- Written task
Are you able to quote each entry exactly as written?

#### Dataset rows

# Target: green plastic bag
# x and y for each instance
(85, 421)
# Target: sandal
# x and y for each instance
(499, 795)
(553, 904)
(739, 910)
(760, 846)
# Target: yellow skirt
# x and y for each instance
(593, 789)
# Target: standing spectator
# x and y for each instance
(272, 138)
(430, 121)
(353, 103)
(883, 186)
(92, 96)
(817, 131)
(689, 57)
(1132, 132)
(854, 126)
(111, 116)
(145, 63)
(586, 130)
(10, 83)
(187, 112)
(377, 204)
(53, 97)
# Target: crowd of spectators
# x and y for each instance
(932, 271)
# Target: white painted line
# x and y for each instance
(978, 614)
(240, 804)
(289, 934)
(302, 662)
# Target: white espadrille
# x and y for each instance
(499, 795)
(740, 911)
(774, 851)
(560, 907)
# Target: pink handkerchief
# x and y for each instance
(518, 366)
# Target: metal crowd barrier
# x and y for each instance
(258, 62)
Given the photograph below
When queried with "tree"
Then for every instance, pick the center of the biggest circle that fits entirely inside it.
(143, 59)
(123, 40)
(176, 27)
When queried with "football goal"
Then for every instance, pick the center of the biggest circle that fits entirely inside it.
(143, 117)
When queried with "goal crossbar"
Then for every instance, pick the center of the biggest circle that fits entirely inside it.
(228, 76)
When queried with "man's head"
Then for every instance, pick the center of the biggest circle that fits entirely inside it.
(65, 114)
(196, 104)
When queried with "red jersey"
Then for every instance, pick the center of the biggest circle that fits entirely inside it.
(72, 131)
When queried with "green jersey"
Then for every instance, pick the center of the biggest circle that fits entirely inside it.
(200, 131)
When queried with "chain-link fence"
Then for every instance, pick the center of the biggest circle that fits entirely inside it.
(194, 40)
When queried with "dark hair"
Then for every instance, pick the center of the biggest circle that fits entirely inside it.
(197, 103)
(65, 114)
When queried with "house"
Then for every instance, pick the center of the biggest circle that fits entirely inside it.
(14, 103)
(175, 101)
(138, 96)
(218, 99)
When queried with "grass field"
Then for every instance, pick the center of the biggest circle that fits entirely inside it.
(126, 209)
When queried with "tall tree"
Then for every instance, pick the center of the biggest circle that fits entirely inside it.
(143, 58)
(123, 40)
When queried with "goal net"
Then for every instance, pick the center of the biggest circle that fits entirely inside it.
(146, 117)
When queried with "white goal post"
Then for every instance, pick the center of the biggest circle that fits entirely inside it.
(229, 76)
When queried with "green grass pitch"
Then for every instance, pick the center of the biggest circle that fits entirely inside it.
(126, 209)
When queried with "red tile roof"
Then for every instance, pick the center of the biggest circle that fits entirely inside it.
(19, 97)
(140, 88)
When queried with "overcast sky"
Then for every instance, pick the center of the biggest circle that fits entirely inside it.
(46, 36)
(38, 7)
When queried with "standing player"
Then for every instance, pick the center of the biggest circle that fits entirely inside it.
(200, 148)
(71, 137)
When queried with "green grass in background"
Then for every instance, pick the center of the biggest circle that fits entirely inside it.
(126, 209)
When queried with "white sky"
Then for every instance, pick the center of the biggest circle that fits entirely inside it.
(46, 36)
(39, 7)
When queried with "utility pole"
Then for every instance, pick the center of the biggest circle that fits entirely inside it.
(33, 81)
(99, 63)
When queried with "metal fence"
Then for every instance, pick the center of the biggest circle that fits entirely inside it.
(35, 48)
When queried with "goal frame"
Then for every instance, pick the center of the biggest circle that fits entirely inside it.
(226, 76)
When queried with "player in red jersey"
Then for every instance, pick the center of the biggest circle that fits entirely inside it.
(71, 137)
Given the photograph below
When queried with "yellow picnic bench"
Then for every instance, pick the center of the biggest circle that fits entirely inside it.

########

- Result for this exercise
# Target: green plastic bag
# x and y for each instance
(85, 421)
# Target: sandal
# x and y for each instance
(499, 795)
(553, 904)
(739, 910)
(760, 846)
# Target: yellow skirt
# x and y for each instance
(593, 789)
# Target: standing spectator
# x and y for each instance
(272, 138)
(430, 121)
(353, 103)
(883, 186)
(92, 96)
(817, 131)
(689, 57)
(1132, 132)
(854, 126)
(111, 116)
(145, 63)
(586, 130)
(10, 83)
(187, 112)
(377, 204)
(53, 97)
# Target: crowd of spectators
# x and y for each instance
(932, 271)
# Target: white painted line
# x and y for each instance
(978, 614)
(240, 804)
(289, 934)
(302, 662)
# Target: white espadrille
# x and y for each instance
(499, 795)
(740, 911)
(774, 851)
(560, 907)
# Target: pink handkerchief
# x and y for each instance
(518, 366)
# Target: metal crowd barrier
# x and y for each instance
(258, 62)
Given the photograph below
When queried with "tree"
Then for every instance, pick the center of the biggest circle that fits entirely inside it.
(143, 59)
(123, 40)
(176, 27)
When queried with "football goal"
Then for every instance, pick the center of the biggest circle that fits entirely inside it.
(143, 117)
When queried with "goal crossbar"
Then for every instance, pick the center of the biggest circle that fits entirely inside it.
(228, 76)
When queried with "man's head"
Then for every instance, pick the center of the biggest circle that fits entirely inside it.
(65, 114)
(196, 104)
When queried with "red jersey"
Then for every instance, pick the center of the biggest circle that fits entirely inside it.
(72, 131)
When queried with "green jersey"
Then for every instance, pick the center of the biggest circle that fits entirely inside it.
(200, 131)
When queried with "chain-link fence"
Then for every instance, pick the center of the biggest circle that fits entirely inside it.
(194, 40)
When queried with "dark hair"
Then for every instance, pick the center of the biggest circle that fits entirely inside it.
(197, 103)
(65, 114)
When queried with "house"
Then for every instance, pick the center of the biggest circle that fits entirely inside it.
(14, 103)
(175, 101)
(138, 96)
(218, 99)
When queried with "grass field"
Then for every instance, pick the center of the biggest circle that fits entirely inside it.
(126, 209)
When queried with "tall tree"
Then for every instance, pick the center of the biggest circle that fits entirely inside it.
(143, 58)
(123, 40)
When queried with "goal net"
Then for every instance, pick the center of the biggest circle that fits entirely inside it.
(146, 117)
When queried with "white goal post"
Then for every instance, pick the center of the biggest circle that fits entirely inside it.
(229, 76)
When queried with "green grass pitch"
Then for every instance, pick the center of the biggest circle that fits entirely inside it.
(126, 209)
When queried with "red tile roof"
Then for every instance, pick the center of the biggest circle that fits entirely inside it.
(19, 97)
(140, 88)
When queried with "overcast sky"
Then for every instance, pick the center of the biggest circle that fits entirely inside it.
(46, 36)
(38, 7)
When queried with "standing player"
Then for every instance, pick the center of the biggest circle that fits entirely inside it.
(200, 148)
(71, 137)
When queried with "green grass in background"
Then for every instance, pick the center of the biggest circle that fits entirely inside it.
(126, 209)
When queried with "white sky"
Then for every instance, pick the center of the biggest circle that fits entirely inside it.
(46, 36)
(39, 7)
When queried with "utility pole"
Then for every instance, pick the center of the biggest circle that fits entirely inside it.
(33, 81)
(99, 63)
When queried with "metal fence"
Then for every instance, pick the center of the biggest circle that fits entirely inside it.
(35, 48)
When queried with "goal frame"
Then for every instance, pick the center of the biggest circle that fits entirely inside it.
(226, 76)
When queried with "player in red jersey"
Then for every instance, pick the center of the biggest circle that fits entirely inside it.
(71, 137)
Given the photograph below
When queried with "yellow picnic bench"
Then for every instance, pick the center of the biggest circle that fits entirely inside it.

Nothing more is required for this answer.